- Exercise 1 -
Answer these questions from the post about Eleanor Jackson, marking each answer with its letter:
(a) Who was Eleanor Jackson's uncle, whom Henry assisted as curate of Chawton?
(b) To what age did Eleanor live?
(c) According to Ron Dunning's genealogy, in what year was Eleanor born?
- Exercise 2 -
Write the next part of the post about Eleanor Jackson, starting after its last sentence.

- Document -
- - -

In Austen L and Janeites, Diana Birchall posted a comprehensive, probing introduction to the subject of Eleanor
Jackson, who was the second wife of Jane Austen's brother, Henry…..
…and set the table for a very fruitful discussion of this little Austen biographical
mystery, to which I will now add my own contributions, which, as my Subject
Line makes clear, are not very sympathetic to Eleanor Jackson (later Austen).
First, four factoids about Eleanor:
ONE: Eleanor was considered sickly by
Cassandra for some reason, and yet she lived to the age of 69. Sounds a little like
Mrs. Austen!
TWO: When Henry became curate of
Chawton in 1816, he assisted Mr. Papillon, who was of course the uncle of
Eleanor Jackson! So it turns out that when he became rector of Steventon in
1820 (succeeding brother James), he went back and married his former boss’s
niece! And Factoid THREE tells us why Henry had another good reason to wait
till 1820 to marry Eleanor.
THREE: Per Ron Dunning’s genealogy,
Eleanor was born in 1795, hence she was twenty
four years younger than Henry Austen, and (most interesting in light of
Factoid FOUR, below), thirty four years
younger than Eliza---hell, Eleanor was even two years younger than Henry’s eldest nieces, Anna Austen and Fanny Knight!

- - -

- Record list -
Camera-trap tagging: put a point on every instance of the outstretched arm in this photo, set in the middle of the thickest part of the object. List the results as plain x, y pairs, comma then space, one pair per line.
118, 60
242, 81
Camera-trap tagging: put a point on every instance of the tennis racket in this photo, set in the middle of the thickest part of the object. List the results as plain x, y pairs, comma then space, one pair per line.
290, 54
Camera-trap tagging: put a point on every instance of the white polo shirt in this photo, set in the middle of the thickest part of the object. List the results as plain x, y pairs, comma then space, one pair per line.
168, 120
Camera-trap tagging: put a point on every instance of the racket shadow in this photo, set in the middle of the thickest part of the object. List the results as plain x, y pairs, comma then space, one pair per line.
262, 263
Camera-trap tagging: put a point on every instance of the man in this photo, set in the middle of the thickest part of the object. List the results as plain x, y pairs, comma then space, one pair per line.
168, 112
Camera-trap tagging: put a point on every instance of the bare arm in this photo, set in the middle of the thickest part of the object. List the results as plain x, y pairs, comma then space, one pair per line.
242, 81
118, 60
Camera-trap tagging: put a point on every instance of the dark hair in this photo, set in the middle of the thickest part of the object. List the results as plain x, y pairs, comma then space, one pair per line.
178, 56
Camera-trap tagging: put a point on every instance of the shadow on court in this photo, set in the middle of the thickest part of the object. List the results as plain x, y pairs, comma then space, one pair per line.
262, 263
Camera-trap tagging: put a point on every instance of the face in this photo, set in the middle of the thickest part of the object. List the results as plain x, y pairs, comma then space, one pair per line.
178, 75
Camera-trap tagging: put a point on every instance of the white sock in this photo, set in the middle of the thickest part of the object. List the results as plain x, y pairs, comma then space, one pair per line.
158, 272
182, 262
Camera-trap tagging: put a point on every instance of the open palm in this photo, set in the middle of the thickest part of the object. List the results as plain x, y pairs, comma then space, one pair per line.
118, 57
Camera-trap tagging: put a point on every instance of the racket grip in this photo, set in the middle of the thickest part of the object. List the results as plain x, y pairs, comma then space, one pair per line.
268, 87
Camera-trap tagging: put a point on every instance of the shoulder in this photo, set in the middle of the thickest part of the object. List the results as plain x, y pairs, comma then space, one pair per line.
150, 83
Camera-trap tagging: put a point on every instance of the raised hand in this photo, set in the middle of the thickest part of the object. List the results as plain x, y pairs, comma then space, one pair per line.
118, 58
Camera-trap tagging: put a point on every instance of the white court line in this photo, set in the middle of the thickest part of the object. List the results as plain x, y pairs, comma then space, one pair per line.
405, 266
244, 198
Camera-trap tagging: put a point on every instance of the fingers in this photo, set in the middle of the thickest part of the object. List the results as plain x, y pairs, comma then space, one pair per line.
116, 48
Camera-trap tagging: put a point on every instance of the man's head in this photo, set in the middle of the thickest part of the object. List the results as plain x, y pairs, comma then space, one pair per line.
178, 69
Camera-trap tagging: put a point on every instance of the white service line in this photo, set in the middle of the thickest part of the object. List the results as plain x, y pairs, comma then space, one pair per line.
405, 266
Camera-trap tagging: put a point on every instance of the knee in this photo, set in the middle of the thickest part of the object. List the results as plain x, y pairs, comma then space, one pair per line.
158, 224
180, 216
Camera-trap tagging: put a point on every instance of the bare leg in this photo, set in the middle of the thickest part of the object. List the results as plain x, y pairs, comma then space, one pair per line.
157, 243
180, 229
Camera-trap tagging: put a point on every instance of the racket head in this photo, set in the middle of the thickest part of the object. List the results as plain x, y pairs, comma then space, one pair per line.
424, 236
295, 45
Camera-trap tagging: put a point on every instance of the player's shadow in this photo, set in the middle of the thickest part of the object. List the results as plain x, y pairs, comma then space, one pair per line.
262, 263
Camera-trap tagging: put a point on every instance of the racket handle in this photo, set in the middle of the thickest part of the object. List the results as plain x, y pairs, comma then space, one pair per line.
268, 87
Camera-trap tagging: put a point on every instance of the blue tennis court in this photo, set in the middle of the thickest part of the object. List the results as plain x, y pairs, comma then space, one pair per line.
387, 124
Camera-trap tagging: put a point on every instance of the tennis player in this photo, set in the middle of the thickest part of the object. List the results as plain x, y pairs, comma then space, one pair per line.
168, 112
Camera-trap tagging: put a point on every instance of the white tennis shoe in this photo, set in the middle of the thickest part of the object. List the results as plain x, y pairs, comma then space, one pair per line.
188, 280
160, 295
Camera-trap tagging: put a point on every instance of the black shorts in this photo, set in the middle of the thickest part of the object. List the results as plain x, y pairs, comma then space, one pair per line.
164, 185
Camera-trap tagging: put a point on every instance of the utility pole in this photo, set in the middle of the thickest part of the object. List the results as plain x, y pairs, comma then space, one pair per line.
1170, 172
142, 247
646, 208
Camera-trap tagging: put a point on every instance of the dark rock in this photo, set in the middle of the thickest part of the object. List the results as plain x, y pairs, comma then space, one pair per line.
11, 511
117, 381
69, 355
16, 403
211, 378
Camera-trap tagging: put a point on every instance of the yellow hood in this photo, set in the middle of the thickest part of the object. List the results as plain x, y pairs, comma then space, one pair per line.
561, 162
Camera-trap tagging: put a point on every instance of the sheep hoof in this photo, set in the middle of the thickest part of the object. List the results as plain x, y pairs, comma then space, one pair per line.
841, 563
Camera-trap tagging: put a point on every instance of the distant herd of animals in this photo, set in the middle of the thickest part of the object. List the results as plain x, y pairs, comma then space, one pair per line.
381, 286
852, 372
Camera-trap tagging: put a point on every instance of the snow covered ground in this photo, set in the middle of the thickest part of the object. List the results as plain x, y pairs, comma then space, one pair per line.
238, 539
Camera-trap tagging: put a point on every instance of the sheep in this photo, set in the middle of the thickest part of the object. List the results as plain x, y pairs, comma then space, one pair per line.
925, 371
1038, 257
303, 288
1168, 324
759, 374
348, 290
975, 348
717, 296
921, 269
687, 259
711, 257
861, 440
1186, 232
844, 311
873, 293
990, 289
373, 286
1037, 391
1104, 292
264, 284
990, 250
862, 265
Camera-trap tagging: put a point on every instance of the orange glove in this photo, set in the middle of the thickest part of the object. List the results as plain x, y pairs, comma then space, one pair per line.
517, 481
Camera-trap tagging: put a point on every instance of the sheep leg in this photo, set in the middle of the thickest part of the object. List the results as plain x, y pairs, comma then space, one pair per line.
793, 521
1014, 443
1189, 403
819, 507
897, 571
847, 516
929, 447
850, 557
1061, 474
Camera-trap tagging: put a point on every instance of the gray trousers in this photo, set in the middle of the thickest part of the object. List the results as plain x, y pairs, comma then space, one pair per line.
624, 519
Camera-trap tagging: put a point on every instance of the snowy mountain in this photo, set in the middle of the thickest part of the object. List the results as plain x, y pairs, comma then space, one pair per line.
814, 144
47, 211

- - -

- Reply 1 -
(a) Mr. Papillon
(b) 69
(c) 1795

- Reply 2 -
So when Eliza died in 1813, Eleanor
Jackson was only 18 years old, and Henry was 42. No wonder Le Faye omitted
Eleanor’s birth year in the Bio Index and (I believe) in the Family Record, as well. It’s Le Faye’s
usual strategic misdirection—you have to realize that Eleanor is the daughter
of Sarah Papillon and Henry Jackson, who were married in 1791, and then you can infer her extreme youth when
JA was writing Letter 78—a rather significant factoid, wouldn’t you all say? Par
for the course with Le Faye.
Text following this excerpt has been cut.